*WHAT THE EXERCISE ASKS*: Rewrite everything in the records from the line containing "Definition for annotators: for every instance of the vertical" down to the line containing "[[194, 224], [20, 259]]", both included, and leave out all other lines. Multiply each answer coordinate by 2.5 and round it to a whole number, with halves rounded up, and leave every other number unchanged.

*EXERCISE MATERIAL*:

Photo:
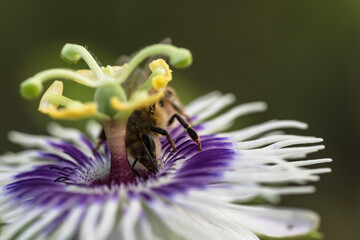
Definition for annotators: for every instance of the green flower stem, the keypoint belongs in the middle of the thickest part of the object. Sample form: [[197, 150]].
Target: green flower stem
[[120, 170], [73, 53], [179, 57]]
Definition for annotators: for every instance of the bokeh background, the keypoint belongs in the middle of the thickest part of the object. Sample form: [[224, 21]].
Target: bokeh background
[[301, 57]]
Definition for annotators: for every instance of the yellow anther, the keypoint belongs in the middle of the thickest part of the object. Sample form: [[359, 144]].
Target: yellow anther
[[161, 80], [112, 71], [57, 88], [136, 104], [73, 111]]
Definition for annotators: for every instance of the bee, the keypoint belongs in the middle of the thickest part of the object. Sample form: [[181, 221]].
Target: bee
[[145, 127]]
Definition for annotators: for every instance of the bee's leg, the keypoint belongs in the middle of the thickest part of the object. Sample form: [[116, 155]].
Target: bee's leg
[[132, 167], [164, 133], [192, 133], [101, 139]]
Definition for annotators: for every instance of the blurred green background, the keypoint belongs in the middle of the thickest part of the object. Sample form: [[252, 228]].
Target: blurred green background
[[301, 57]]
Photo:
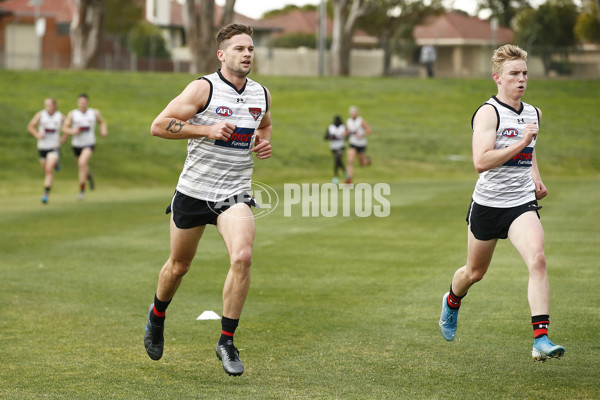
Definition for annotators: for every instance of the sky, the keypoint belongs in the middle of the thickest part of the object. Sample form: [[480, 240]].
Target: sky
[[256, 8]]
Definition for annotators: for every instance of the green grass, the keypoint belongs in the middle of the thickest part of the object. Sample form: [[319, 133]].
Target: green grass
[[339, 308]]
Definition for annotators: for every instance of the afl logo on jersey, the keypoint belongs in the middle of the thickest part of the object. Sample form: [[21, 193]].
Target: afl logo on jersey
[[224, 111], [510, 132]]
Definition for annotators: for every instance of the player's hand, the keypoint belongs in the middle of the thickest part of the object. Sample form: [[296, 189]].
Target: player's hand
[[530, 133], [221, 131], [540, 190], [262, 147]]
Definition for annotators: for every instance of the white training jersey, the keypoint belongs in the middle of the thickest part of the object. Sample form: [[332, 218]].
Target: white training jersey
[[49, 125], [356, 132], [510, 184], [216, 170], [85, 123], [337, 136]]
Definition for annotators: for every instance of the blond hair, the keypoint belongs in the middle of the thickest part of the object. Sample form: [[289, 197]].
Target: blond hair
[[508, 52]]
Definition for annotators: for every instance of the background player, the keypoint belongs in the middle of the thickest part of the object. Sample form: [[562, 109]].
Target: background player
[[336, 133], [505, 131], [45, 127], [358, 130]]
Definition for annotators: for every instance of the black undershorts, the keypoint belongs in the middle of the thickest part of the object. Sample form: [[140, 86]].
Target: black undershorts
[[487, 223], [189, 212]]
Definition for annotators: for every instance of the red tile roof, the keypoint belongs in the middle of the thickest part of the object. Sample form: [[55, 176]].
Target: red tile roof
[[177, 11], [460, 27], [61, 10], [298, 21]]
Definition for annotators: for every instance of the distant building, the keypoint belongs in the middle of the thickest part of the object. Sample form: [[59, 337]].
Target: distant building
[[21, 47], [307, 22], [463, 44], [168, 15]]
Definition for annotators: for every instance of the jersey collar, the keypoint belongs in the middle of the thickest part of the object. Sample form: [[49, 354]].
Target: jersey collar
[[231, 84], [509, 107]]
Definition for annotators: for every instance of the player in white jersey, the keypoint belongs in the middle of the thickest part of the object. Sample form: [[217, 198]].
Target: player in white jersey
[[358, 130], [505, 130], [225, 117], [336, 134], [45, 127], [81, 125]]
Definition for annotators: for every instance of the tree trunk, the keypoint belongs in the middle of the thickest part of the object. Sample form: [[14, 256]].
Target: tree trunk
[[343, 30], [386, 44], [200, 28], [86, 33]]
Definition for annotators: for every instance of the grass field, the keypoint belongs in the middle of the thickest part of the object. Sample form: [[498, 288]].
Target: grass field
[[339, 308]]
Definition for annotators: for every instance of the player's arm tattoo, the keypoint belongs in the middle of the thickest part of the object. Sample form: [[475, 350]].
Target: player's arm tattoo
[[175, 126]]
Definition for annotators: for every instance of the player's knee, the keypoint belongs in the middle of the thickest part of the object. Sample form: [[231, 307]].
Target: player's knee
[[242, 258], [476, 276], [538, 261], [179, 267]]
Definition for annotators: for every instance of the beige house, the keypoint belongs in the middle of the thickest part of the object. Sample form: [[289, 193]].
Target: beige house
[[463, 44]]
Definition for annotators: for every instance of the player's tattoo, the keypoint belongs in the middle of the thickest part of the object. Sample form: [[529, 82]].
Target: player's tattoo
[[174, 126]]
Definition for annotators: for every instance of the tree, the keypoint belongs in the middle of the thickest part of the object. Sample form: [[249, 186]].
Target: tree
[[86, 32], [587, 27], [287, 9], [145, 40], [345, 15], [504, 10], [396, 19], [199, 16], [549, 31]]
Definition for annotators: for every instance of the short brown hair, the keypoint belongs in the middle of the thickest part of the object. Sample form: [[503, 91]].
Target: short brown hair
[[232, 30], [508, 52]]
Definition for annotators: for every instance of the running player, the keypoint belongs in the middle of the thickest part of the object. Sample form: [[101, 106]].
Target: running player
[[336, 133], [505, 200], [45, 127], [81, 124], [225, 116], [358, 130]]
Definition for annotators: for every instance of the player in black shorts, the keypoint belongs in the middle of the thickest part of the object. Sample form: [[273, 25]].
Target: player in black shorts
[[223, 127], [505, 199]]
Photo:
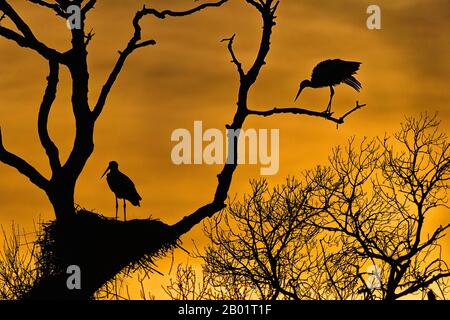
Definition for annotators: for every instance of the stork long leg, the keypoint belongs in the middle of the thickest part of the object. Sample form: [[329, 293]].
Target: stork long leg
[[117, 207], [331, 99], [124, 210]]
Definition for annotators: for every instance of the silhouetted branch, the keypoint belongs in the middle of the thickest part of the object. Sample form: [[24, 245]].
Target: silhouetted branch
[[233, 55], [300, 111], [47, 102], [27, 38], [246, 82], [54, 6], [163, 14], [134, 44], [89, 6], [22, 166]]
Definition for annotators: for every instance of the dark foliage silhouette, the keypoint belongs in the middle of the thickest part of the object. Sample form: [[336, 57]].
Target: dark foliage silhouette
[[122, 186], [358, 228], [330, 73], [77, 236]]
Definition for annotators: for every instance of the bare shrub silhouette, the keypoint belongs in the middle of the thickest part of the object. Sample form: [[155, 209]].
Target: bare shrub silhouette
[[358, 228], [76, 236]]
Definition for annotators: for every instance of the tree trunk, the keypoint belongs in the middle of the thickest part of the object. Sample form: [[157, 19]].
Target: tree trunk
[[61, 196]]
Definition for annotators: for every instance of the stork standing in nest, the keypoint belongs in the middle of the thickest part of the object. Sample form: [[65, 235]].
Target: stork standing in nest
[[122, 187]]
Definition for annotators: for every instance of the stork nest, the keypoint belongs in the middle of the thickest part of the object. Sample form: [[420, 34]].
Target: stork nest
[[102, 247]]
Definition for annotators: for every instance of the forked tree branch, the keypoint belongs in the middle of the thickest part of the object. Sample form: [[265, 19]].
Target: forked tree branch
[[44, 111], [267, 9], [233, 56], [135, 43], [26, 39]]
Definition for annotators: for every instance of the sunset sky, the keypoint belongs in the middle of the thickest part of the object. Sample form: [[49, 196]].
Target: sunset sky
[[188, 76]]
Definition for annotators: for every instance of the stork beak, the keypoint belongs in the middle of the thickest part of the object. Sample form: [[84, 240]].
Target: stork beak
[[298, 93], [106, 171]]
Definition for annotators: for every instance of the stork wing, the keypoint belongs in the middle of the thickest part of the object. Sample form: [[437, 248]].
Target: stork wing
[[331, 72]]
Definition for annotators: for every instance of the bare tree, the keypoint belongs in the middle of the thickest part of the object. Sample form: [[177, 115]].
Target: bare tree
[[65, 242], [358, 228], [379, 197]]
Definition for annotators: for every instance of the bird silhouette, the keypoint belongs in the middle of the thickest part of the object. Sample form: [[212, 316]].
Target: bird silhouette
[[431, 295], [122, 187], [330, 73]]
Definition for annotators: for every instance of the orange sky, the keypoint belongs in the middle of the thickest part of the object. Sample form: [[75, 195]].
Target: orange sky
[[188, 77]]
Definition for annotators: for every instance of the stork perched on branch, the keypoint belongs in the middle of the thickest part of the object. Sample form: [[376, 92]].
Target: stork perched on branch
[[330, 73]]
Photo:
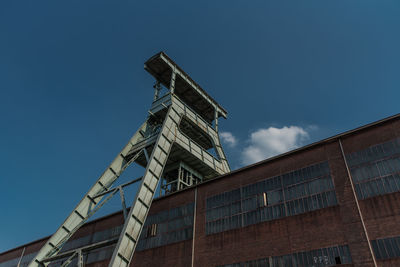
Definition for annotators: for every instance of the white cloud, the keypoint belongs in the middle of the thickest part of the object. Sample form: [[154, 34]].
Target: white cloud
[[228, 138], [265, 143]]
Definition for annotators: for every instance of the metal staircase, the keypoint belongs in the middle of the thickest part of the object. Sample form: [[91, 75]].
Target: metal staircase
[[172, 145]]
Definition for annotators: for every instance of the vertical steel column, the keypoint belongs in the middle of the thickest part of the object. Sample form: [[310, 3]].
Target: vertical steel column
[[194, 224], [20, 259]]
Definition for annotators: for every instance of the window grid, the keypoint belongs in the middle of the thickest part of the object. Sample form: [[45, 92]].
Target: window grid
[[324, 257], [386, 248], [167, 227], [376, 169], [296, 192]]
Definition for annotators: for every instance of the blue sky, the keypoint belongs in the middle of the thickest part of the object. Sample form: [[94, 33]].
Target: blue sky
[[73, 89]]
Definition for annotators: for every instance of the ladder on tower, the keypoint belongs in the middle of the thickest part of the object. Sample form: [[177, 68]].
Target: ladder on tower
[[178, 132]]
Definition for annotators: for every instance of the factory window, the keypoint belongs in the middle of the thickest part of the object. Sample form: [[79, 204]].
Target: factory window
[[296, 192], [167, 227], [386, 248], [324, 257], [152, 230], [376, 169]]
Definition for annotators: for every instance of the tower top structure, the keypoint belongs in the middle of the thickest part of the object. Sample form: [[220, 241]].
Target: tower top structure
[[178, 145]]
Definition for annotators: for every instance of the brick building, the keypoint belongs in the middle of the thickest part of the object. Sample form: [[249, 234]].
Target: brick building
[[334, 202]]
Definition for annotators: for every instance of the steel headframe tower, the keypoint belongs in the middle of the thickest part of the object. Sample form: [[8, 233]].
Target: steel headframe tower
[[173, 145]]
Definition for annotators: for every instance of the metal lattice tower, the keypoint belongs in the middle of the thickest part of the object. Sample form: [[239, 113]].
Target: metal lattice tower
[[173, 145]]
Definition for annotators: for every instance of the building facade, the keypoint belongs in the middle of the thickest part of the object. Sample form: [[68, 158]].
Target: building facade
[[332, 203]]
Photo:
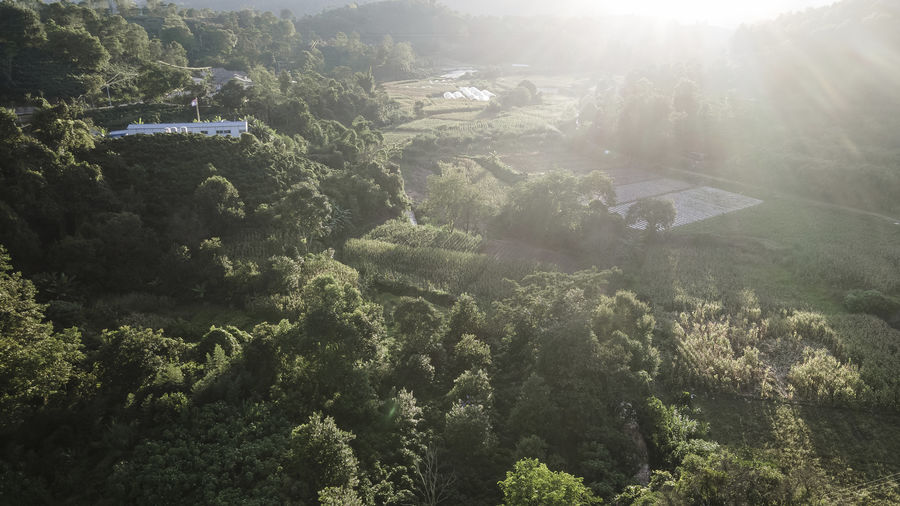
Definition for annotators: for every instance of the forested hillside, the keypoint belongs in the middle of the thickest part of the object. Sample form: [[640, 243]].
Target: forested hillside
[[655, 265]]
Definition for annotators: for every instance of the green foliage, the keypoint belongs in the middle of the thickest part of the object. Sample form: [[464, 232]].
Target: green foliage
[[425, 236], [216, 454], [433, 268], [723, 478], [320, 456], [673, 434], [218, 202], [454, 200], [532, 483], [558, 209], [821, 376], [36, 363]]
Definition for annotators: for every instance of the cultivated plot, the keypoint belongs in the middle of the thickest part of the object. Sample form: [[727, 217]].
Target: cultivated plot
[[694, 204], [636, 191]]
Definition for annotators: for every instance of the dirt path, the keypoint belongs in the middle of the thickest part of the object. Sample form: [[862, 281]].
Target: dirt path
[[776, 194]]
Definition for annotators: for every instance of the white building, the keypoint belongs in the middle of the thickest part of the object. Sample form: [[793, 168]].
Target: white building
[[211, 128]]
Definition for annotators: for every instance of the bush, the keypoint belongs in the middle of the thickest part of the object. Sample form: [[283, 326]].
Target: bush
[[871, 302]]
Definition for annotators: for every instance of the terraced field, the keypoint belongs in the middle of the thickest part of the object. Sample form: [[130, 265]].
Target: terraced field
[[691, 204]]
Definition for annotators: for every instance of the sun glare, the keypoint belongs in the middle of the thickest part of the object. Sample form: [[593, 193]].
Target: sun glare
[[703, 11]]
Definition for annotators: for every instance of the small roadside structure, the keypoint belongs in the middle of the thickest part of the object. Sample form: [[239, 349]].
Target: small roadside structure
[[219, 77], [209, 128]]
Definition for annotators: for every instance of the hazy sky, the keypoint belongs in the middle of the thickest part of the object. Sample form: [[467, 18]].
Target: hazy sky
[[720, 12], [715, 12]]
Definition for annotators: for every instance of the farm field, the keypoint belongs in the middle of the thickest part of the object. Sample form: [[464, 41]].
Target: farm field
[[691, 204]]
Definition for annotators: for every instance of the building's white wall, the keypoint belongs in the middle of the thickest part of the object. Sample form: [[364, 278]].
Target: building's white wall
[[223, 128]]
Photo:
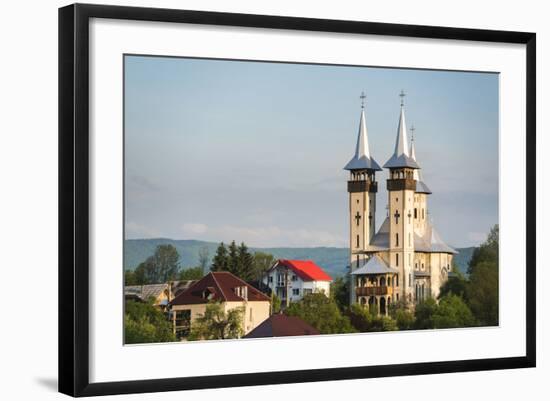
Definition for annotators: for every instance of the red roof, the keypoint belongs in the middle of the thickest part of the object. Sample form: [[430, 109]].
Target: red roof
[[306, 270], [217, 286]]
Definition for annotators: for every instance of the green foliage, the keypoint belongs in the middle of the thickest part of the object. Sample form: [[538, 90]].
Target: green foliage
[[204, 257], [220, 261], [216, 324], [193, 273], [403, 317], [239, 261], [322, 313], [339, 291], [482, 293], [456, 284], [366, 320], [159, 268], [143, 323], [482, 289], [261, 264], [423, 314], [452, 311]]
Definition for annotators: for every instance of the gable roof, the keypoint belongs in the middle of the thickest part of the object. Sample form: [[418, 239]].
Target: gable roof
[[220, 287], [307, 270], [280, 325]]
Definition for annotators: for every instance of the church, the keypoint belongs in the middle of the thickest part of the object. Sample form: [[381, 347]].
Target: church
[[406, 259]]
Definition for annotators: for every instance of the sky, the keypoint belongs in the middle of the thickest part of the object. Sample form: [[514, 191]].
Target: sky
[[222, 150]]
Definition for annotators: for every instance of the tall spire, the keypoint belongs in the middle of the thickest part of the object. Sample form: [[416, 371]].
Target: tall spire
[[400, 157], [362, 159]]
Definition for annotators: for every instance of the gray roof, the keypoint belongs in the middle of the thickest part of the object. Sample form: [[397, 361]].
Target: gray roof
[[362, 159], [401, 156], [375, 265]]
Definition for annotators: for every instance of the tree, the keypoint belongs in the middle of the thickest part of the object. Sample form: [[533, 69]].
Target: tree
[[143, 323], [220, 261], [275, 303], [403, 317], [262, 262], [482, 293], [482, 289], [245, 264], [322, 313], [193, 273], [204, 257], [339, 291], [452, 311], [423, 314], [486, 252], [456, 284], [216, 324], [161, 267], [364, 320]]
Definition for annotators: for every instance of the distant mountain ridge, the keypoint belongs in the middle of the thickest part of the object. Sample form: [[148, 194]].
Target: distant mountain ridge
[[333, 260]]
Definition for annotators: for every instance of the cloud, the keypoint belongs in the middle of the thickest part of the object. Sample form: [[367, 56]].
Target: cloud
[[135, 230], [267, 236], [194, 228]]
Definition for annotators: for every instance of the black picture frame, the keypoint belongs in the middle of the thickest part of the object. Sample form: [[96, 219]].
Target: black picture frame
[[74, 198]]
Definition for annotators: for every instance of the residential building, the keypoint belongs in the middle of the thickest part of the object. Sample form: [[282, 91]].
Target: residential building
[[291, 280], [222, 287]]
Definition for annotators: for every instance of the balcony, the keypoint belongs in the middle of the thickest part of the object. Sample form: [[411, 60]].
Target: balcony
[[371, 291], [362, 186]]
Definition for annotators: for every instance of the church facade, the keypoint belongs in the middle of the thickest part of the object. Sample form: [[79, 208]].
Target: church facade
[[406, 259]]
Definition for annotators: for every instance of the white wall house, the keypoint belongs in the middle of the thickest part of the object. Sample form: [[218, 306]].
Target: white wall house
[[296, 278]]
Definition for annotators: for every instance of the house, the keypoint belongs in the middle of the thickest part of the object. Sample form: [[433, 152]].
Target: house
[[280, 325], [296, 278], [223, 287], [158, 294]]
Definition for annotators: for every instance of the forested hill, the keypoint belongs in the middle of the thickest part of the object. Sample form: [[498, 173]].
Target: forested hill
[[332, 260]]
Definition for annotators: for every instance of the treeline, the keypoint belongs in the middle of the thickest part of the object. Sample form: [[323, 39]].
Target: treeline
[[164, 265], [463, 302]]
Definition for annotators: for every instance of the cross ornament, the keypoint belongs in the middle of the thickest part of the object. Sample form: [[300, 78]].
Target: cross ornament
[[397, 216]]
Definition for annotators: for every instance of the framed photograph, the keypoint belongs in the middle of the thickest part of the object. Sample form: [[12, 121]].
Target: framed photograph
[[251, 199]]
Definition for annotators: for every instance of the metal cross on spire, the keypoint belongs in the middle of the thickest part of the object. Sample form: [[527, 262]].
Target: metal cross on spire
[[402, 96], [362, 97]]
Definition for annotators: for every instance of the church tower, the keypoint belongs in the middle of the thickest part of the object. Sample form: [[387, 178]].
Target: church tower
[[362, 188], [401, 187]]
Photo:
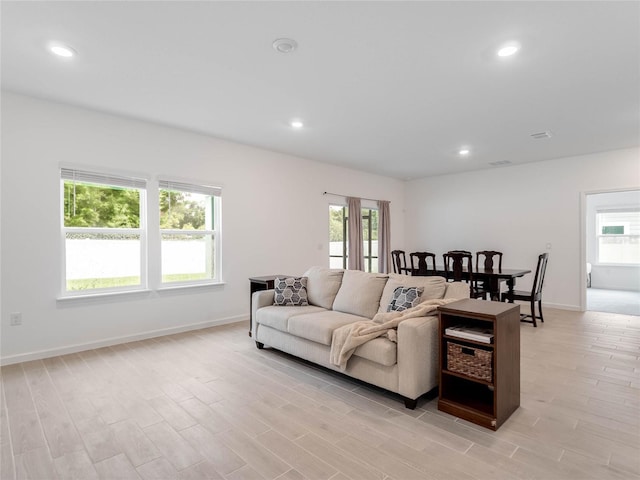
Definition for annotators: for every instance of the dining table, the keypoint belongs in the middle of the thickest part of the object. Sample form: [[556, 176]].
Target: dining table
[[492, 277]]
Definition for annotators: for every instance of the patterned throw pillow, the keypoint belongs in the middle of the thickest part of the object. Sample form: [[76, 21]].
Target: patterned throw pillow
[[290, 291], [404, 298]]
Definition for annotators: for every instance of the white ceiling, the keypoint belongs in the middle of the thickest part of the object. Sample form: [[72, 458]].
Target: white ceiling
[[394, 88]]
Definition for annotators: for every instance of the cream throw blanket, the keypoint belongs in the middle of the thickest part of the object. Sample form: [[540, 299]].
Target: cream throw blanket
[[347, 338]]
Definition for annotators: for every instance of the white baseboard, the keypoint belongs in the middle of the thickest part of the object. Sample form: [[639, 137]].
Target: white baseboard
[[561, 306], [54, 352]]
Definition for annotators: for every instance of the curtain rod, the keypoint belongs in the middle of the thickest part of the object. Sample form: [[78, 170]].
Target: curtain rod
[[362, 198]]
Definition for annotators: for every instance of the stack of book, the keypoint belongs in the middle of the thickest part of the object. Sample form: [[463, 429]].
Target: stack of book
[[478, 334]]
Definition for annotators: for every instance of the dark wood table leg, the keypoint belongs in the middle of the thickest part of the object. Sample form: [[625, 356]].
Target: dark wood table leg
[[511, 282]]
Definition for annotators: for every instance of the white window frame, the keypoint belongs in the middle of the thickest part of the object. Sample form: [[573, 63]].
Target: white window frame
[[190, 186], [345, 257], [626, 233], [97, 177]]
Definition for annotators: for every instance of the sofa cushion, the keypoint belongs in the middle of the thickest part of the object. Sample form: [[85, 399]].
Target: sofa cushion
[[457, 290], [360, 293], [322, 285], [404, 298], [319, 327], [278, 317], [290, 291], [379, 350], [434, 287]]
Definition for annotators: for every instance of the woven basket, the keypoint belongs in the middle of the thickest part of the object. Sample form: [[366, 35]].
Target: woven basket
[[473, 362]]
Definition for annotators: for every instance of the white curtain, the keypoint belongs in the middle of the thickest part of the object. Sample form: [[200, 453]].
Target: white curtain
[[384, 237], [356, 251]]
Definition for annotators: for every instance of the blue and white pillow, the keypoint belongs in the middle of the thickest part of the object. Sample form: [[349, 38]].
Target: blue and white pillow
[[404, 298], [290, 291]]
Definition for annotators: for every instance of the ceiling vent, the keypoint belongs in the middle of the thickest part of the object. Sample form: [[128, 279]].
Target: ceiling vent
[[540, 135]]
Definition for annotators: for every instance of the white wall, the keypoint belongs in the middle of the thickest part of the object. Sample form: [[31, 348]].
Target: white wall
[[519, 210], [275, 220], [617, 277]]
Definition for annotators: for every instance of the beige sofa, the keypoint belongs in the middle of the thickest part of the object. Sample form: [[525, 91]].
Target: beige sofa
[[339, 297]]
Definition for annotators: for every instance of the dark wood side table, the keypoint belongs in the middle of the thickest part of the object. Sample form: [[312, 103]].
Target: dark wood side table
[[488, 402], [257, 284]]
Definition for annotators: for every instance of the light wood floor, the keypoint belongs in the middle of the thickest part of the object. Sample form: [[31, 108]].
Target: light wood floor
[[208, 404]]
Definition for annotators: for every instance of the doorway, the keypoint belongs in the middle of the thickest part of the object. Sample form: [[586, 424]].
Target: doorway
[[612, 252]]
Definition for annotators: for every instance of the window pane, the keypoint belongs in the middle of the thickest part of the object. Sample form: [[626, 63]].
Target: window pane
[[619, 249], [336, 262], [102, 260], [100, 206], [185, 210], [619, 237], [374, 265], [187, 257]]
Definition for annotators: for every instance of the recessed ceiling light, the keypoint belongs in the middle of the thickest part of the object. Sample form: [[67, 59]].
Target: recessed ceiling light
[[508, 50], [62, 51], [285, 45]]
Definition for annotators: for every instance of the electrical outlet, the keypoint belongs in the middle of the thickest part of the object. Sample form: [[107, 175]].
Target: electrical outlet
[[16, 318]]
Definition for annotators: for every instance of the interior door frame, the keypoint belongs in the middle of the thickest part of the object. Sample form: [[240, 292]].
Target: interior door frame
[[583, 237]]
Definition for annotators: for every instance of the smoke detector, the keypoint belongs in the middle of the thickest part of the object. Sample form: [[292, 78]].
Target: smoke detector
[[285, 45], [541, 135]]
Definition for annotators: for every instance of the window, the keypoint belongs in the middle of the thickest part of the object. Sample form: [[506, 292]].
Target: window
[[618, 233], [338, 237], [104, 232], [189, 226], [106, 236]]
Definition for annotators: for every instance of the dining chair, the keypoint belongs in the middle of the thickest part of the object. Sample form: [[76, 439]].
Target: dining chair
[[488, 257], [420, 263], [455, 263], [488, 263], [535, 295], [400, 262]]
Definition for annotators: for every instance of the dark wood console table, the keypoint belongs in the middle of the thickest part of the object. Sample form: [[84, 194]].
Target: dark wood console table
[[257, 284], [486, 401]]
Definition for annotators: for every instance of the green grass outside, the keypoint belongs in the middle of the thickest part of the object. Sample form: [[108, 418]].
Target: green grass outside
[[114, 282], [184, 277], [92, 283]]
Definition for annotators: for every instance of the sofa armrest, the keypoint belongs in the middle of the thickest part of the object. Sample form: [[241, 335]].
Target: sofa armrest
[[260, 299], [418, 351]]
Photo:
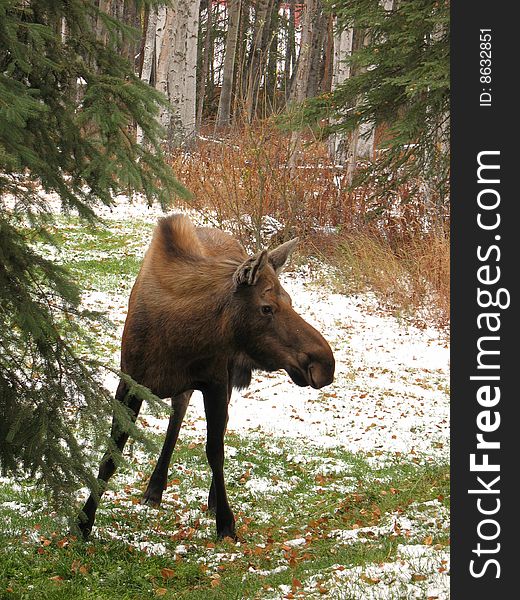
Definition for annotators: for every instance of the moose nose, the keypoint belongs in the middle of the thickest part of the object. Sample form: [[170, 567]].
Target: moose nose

*RESULT FOR THIS TASK*:
Definition for annotators: for every instance of the vertical steel column, the keypoint belongs in the middle of the thickest part of the object. Sample form: [[310, 3]].
Target: vertical steel column
[[485, 560], [50, 648]]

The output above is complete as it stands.